_TASK ITEM_
A single figure is required: the number of lines below in which the word "person" occurs.

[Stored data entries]

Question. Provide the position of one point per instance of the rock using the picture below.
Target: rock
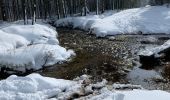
(111, 38)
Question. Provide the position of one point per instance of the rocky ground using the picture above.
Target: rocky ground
(110, 58)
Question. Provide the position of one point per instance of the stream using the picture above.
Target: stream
(110, 58)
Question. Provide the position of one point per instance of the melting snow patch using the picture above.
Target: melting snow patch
(30, 47)
(37, 87)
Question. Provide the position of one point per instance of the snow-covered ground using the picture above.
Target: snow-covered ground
(27, 47)
(146, 20)
(37, 87)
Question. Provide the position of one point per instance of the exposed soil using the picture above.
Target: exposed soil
(98, 57)
(111, 58)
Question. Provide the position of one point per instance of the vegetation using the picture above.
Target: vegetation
(11, 10)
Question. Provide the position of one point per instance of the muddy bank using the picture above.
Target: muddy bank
(98, 57)
(110, 58)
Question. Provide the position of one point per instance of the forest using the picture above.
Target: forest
(84, 49)
(11, 10)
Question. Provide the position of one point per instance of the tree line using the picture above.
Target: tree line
(11, 10)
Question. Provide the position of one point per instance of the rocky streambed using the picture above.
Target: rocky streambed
(113, 58)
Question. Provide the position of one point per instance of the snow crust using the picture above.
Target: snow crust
(146, 20)
(37, 87)
(30, 47)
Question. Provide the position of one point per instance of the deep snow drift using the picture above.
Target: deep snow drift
(26, 47)
(146, 20)
(37, 87)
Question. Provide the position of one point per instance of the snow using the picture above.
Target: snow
(146, 20)
(37, 87)
(143, 77)
(27, 47)
(156, 51)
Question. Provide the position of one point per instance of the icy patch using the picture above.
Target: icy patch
(143, 77)
(37, 87)
(30, 47)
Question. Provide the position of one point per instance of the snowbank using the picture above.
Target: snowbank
(30, 47)
(37, 87)
(146, 20)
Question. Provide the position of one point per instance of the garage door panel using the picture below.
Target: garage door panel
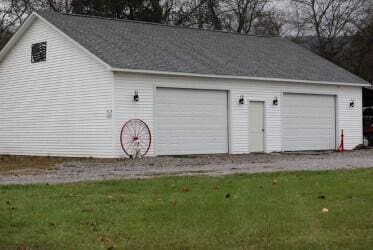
(190, 121)
(308, 122)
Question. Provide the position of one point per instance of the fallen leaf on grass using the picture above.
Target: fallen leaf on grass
(325, 210)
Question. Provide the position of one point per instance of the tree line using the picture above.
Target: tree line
(340, 31)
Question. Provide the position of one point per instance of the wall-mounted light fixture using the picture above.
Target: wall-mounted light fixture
(241, 100)
(275, 101)
(136, 97)
(352, 103)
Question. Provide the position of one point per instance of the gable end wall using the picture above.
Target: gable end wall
(58, 107)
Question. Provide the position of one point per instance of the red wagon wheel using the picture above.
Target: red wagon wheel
(135, 138)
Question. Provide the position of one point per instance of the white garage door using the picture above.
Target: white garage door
(308, 122)
(190, 121)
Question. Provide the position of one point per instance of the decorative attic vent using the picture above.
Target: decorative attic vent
(39, 52)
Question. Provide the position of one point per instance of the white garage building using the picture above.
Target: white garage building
(67, 85)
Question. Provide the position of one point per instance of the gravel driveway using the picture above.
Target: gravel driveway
(77, 171)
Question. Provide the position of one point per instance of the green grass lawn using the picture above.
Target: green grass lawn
(246, 211)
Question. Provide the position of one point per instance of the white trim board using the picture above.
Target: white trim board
(169, 73)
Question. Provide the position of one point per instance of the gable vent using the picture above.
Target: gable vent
(39, 52)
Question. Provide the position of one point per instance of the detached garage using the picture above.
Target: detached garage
(83, 86)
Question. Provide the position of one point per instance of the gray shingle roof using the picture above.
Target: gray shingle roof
(138, 45)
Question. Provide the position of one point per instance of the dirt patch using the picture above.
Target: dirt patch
(28, 170)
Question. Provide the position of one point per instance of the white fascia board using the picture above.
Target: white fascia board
(167, 73)
(17, 35)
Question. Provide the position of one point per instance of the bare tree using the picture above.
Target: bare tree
(12, 13)
(329, 20)
(241, 15)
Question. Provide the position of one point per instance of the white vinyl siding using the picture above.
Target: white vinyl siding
(190, 121)
(308, 122)
(57, 107)
(348, 118)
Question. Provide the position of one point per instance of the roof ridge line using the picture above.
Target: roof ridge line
(157, 24)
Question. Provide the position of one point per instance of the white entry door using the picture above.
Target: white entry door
(191, 121)
(256, 126)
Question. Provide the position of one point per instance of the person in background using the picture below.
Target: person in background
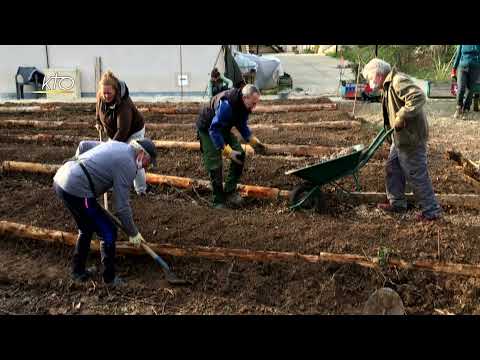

_OUTPUT BELOW_
2